**Page extract**
▼▼▼

Software Open Access

# Model for Simulating ECG and PPG Signals with Arrhythmia Episodes

Published: Aug. 30, 2021. Version: 1.3.0

Sološenko, A., Petrėnas, A., Paliakaitė, B., Marozas, V., & Sörnmo, L. (2021). Model for Simulating ECG and PPG Signals with Arrhythmia Episodes (version 1.3.0). PhysioNet. https://doi.org/10.13026/c5qq-2g72.

Goldberger, A., Amaral, L., Glass, L., Hausdorff, J., Ivanov, P. C., Mark, R., ... & Stanley, H. E. (2000). PhysioBank, PhysioToolkit, and PhysioNet: Components of a new research resource for complex physiologic signals. Circulation [Online]. 101 (23), pp. e215–e220.

## Abstract

The simulation of electrocardiographic (ECG) and photoplethysmographic (PPG) signals with cardiac arrhythmias is important when developing and testing arrhythmia detectors. This software is capable of simulating sinus rhythm, episodes of atrial fibrillation and atrial premature beats in ECGs and PPGs as well as extreme bradycardia and ventricular tachycardia in PPGs. Different types of noise and artifacts can be added to simulated signals to improve realism and mimic the signals acquired in free-living conditions. Two versions are provided: a binary version for Windows 10 and Matlab source code.

## Background

Cardiac arrhythmias are a major health problem often associated with serious outcome or sudden death [1,2]; hence, reliable detection of initial arrhythmia episodes is crucial to provide timely treatment. Conventional arrhythmia monitoring relies on long-term ECG acquisition in free-living conditions. However, high expectations are placed on wearables with integrated optical sensors capable of acquiring PPG, which should enable unobtrusive arrhythmia monitoring [3]. Irrespective of the underlying modality, i.e. ECG or PPG, the development, testing and validation of arrhythmia detectors should rely on annotated databases. The development of robust arrhythmia detectors, intended for use in free-living conditions, is particularly challenging since annotation of long-term signals, often contaminated with noise and artifacts, is time-consuming and costly. Moreover, PPG annotations must rely on a simultaneously acquired ECG due to the absence of guidelines for PPG-based arrhythmia interpretation.

▲▲▲

**Source information**
▼▼▼

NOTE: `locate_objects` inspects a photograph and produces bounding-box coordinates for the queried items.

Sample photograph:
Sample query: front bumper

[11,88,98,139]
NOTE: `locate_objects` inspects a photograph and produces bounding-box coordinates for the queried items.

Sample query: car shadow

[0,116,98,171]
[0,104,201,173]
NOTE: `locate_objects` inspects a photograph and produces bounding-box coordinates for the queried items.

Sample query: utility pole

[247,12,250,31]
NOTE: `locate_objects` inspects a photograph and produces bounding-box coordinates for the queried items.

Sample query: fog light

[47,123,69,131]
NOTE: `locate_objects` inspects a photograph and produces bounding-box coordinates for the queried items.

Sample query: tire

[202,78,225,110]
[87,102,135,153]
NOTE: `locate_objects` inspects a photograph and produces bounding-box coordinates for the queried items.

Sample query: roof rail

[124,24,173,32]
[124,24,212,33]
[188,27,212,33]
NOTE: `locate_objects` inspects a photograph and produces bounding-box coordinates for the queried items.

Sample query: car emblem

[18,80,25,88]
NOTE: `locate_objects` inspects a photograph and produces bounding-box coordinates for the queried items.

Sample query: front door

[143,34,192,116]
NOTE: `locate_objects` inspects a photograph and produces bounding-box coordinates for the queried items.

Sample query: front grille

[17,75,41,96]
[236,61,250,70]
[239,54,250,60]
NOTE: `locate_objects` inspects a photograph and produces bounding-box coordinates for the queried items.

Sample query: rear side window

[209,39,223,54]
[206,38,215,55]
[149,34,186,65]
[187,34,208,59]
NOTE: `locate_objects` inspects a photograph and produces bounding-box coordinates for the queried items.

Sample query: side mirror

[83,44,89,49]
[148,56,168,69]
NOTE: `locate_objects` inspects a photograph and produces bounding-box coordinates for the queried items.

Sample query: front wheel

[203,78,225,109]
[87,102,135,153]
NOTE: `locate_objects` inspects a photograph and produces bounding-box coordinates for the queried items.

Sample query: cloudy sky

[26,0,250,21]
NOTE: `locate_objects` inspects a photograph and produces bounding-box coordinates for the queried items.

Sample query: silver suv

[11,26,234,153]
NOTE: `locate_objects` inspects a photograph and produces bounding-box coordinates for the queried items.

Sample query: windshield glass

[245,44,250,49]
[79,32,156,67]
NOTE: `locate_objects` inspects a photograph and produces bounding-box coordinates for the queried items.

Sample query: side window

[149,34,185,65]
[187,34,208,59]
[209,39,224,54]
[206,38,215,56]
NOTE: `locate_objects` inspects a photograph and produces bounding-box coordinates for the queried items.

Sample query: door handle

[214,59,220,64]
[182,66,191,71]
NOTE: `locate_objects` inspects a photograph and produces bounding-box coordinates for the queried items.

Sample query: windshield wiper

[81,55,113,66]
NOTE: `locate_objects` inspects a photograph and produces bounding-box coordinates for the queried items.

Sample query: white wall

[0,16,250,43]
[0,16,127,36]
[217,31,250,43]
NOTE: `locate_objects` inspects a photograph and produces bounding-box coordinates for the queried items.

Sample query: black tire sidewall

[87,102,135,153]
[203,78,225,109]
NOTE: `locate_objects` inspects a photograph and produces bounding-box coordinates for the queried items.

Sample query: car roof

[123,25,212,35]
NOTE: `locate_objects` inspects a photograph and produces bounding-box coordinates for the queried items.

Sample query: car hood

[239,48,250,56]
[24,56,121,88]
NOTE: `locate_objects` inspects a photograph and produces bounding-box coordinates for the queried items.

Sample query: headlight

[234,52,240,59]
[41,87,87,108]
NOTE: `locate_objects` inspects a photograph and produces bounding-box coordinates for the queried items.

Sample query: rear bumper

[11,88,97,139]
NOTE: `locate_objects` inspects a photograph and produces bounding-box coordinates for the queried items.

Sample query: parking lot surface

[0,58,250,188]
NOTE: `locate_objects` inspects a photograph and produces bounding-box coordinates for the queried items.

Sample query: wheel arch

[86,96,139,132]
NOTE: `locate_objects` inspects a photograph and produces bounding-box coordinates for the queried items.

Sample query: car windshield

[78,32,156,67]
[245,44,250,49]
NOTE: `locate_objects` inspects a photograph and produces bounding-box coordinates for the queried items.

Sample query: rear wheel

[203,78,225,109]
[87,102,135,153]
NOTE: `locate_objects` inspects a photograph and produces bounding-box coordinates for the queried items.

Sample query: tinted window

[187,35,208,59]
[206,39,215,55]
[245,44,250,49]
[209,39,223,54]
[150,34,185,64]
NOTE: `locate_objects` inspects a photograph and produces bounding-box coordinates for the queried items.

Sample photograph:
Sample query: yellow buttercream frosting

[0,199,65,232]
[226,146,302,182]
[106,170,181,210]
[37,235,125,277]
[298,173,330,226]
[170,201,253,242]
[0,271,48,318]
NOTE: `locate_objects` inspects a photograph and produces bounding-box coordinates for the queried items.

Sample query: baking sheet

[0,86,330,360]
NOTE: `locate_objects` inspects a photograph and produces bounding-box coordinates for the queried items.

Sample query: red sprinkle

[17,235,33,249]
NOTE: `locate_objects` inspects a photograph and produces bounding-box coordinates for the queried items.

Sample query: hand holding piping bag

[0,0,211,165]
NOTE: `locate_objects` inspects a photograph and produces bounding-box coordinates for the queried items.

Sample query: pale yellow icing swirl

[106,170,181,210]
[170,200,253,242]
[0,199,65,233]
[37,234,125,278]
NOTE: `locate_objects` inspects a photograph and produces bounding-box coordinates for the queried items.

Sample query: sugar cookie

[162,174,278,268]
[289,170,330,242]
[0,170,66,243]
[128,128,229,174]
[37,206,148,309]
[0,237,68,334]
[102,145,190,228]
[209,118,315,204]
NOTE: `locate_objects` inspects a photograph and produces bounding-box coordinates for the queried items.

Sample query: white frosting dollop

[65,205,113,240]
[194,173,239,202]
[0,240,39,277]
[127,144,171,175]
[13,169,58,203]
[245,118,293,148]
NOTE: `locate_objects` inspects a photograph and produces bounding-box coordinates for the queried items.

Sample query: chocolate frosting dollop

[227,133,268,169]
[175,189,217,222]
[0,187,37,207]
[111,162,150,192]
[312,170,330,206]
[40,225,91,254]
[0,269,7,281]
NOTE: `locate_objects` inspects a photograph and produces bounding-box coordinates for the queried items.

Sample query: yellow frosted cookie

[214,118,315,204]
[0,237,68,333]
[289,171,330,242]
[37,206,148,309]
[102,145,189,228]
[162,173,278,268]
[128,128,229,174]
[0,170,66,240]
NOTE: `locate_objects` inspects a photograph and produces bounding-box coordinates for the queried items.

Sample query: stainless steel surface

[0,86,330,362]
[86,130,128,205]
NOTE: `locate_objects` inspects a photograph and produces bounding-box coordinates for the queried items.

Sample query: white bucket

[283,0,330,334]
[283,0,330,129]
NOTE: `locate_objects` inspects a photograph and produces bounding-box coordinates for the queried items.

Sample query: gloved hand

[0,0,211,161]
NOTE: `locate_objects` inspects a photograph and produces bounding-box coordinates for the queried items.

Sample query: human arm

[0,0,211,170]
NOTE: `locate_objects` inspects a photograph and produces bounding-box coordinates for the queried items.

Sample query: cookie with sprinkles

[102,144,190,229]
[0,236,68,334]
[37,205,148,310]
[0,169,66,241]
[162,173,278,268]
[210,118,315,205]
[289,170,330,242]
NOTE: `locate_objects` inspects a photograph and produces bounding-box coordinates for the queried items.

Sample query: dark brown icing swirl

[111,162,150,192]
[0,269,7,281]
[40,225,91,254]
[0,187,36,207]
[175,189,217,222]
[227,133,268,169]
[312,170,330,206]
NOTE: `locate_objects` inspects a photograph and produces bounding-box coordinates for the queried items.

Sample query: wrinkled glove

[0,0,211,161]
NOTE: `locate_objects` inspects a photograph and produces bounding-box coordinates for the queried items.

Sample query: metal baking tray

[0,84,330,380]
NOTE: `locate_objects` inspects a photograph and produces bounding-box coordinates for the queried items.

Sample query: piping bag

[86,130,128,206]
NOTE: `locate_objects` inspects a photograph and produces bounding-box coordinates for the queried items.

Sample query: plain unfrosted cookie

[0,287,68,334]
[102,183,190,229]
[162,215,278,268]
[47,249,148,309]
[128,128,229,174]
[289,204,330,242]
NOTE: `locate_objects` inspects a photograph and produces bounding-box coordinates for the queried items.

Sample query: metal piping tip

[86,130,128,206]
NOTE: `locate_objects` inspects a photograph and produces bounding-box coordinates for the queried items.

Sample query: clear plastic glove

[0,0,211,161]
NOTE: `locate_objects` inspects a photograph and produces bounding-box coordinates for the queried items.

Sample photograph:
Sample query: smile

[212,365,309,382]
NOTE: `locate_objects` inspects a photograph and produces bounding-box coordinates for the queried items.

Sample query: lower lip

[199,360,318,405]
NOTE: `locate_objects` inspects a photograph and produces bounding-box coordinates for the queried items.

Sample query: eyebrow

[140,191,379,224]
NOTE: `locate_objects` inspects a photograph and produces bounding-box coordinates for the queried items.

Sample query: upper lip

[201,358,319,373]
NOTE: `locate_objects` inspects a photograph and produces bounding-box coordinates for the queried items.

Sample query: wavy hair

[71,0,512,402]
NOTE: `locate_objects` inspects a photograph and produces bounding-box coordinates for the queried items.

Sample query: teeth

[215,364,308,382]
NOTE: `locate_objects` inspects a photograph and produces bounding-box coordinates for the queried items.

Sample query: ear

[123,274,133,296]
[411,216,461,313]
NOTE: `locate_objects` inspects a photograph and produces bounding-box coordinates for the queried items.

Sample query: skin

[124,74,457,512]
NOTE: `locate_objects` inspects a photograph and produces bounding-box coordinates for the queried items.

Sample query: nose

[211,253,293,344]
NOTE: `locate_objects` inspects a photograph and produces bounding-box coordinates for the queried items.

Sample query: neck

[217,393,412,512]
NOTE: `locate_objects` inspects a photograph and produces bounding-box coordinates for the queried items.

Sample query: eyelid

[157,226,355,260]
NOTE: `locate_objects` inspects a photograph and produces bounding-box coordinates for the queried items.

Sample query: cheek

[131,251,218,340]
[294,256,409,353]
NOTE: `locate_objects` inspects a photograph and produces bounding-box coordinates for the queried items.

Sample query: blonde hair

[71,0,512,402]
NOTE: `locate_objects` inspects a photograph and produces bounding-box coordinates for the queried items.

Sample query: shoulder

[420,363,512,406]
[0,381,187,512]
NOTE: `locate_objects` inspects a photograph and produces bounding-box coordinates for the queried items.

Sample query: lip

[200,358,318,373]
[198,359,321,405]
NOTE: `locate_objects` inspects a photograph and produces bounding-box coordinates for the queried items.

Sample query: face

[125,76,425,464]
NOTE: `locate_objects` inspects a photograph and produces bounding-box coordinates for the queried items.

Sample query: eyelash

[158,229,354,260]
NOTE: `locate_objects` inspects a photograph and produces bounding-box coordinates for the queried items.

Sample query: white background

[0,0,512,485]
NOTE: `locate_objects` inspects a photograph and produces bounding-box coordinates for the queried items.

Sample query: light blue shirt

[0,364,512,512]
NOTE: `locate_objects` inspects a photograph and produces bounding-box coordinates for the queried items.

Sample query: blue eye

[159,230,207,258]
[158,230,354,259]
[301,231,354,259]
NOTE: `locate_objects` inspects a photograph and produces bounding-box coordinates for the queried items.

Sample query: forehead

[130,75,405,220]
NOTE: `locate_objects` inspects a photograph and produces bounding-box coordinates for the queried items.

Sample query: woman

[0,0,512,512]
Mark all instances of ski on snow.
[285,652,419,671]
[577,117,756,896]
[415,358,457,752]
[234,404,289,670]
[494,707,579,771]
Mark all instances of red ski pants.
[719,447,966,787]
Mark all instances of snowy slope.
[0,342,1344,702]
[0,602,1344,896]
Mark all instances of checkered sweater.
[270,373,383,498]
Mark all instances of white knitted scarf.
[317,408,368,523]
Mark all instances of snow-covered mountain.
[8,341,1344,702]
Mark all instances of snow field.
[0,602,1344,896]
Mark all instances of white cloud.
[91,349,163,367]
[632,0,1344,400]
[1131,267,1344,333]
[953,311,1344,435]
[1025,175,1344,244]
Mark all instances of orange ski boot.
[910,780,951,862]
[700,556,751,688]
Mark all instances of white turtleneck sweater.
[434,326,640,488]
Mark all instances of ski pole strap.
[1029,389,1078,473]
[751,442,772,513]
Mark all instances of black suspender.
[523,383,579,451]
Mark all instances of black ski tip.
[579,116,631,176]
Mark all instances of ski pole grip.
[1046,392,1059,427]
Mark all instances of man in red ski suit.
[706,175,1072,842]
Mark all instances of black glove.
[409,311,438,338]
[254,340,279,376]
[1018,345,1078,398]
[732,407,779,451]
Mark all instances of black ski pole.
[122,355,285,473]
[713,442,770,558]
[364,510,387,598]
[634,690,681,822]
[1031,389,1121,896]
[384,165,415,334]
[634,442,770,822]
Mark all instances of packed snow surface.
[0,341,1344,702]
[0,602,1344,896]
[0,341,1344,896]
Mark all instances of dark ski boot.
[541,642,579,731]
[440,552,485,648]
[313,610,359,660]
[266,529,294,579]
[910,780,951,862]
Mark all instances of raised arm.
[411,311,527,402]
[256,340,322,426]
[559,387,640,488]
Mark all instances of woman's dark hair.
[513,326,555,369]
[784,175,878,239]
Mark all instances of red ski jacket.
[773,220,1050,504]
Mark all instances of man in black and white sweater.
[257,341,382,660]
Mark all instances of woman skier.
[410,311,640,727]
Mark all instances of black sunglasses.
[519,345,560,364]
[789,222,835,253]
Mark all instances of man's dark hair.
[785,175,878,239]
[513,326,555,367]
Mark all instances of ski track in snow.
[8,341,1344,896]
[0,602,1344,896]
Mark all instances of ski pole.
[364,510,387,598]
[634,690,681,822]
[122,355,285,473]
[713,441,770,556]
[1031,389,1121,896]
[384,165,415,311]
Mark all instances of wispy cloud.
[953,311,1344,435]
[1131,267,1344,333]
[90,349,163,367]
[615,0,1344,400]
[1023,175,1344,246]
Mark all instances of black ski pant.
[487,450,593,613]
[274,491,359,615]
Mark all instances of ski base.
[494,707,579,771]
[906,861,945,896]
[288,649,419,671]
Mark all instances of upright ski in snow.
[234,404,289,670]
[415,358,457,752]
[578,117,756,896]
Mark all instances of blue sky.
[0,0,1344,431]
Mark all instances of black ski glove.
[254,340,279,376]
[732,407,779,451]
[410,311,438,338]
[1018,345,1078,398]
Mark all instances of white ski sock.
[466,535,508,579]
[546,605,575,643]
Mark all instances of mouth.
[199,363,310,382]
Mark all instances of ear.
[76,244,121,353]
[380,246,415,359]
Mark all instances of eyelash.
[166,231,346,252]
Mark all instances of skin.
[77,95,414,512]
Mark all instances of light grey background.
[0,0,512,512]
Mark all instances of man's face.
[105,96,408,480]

▲▲▲

**Tasks for this exercise**
1 > Retype the passage of the software page starting at "Goldberger, A., Amaral, L., Glass, L., Hausdorff, J., Ivanov, P." and ending at "(23), pp. e215–e220.".
2 > List every author of the software as given in the first citation on the software page.
The items have no role in this work.

**Answers for each item**
1 >
Goldberger, A., Amaral, L., Glass, L., Hausdorff, J., Ivanov, P. C., Mark, R., ... & Stanley, H. E. (2000). PhysioBank, PhysioToolkit, and PhysioNet: Components of a new research resource for complex physiologic signals. Circulation [Online]. 101 (23), pp. e215–e220.

2 >
Sološenko, A.
Petrėnas, A.
Paliakaitė, B.
Marozas, V.
Sörnmo, L.